# Travail demandé
Recopiez à l'identique l'ensemble des lignes ci-dessous, en omettant les images.

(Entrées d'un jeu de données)
+===+
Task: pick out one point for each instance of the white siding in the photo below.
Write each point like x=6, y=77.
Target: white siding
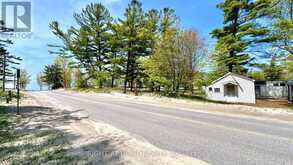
x=246, y=90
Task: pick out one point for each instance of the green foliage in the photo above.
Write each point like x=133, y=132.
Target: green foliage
x=52, y=76
x=259, y=75
x=64, y=63
x=239, y=32
x=24, y=79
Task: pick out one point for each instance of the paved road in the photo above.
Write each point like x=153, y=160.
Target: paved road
x=217, y=139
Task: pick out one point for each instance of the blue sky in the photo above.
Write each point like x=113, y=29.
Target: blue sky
x=199, y=14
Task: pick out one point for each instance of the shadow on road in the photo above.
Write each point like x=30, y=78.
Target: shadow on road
x=35, y=137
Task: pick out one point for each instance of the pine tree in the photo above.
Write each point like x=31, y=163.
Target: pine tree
x=137, y=41
x=8, y=62
x=239, y=32
x=52, y=76
x=89, y=43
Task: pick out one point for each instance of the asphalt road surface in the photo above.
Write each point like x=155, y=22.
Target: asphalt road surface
x=216, y=139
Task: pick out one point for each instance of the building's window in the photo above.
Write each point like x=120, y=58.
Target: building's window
x=217, y=90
+===+
# Réponse attendue
Task: pick out one point for each instance of the white siding in the photo below.
Write each point like x=6, y=77.
Target: white siding
x=246, y=90
Task: pick out one point for each instance of the green foliage in the photo above.
Write each point like x=133, y=132.
Target: green foliage
x=52, y=76
x=259, y=75
x=64, y=63
x=239, y=32
x=24, y=79
Task: pick out one point for each instance of the paved road in the photo above.
Write each point like x=153, y=160.
Target: paved road
x=217, y=139
Task: pick out one point for each instance of the blue sky in the photo above.
Write each point like x=113, y=29.
Target: blue sky
x=199, y=14
Task: pick out one point for each instance of the shadow on road in the photo above.
Write each point like x=30, y=78.
Target: shadow on road
x=35, y=137
Task: pick out one point for each instance of the pine tree in the photo above.
Write each point like x=31, y=163.
Target: pine tree
x=137, y=41
x=8, y=62
x=239, y=32
x=52, y=76
x=89, y=43
Task: pick out one point for each instance of the asphalt road surface in the photo above.
Write each point like x=155, y=22.
Target: asphalt road surface
x=216, y=139
Task: pick out one point for each instance of the building's window in the photo above.
Write each point like x=120, y=58.
Target: building's window
x=217, y=90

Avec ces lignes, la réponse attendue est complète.